**What to do:** Once the pictures are set aside, transcribe the remaining data exactly.

**Listed records:**
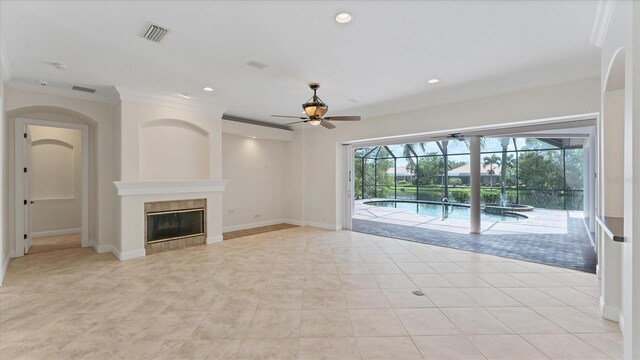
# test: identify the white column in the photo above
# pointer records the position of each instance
(475, 185)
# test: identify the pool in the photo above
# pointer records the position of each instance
(455, 211)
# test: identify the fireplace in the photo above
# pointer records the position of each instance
(174, 224)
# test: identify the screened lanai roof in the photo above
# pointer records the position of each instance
(454, 147)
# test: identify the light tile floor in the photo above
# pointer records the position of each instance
(300, 293)
(552, 237)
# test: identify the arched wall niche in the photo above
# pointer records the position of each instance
(63, 113)
(612, 133)
(611, 184)
(52, 142)
(173, 149)
(615, 74)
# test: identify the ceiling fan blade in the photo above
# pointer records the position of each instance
(296, 122)
(288, 116)
(328, 125)
(343, 118)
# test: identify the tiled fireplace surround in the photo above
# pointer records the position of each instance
(172, 244)
(137, 198)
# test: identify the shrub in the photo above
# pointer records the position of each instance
(455, 181)
(460, 195)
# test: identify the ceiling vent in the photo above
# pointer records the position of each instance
(83, 89)
(257, 64)
(155, 33)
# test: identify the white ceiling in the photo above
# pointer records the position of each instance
(383, 58)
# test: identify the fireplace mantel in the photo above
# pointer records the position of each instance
(133, 188)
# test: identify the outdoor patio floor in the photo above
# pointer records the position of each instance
(552, 237)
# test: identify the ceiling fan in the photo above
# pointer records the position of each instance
(315, 109)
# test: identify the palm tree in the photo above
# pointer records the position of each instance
(490, 161)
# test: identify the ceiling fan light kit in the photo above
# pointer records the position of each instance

**Result of the exercise:**
# test: identify the white column in the photo above
# pointer records the position of each instance
(475, 185)
# test: identify the pool in the photo above
# pointer records the position of each instance
(455, 211)
# test: identify the fireplace in the photo above
# pointer records the position of each instance
(174, 224)
# test: identify the screened lanai roof in the photo above
# pointer records the position of each instance
(454, 147)
# test: identify the light tile floor in the photo above
# pointer records the position of each instance
(300, 293)
(552, 237)
# test: identify the arched wall niche in the photo above
# pointer records the position of each instance
(63, 113)
(612, 133)
(611, 184)
(52, 142)
(173, 149)
(615, 74)
# test: identify the ceiling fan blade in the photo above
# pointer records the position of each instance
(296, 122)
(288, 116)
(328, 125)
(343, 118)
# test: identify the tiled fireplace surround in the photo above
# pointer records the position of each instance
(172, 244)
(137, 198)
# test: identify the shrub in the photo above
# pointer records the position of each instance
(455, 181)
(460, 195)
# test: identify the ceiling vent in the photo above
# pointer records the position of each instance
(83, 89)
(257, 64)
(155, 33)
# test: identify the white ceiling in the photo above
# pointer records the position of each instance
(383, 58)
# test: identify the fireplace mantel in the photo above
# pointer records the position of each instance
(133, 188)
# test: identify the outdoor patio floor in the photo above
# pointer records the position of each instance
(552, 237)
# test: identify the ceiling fan in the photo above
# pointer records the position of each instance
(315, 109)
# test: identify the palm tree in the photo above
# pointer records the position of each instance
(490, 161)
# test: identify the ceiling fan light kit in the photo above
# pointer records the position of each instance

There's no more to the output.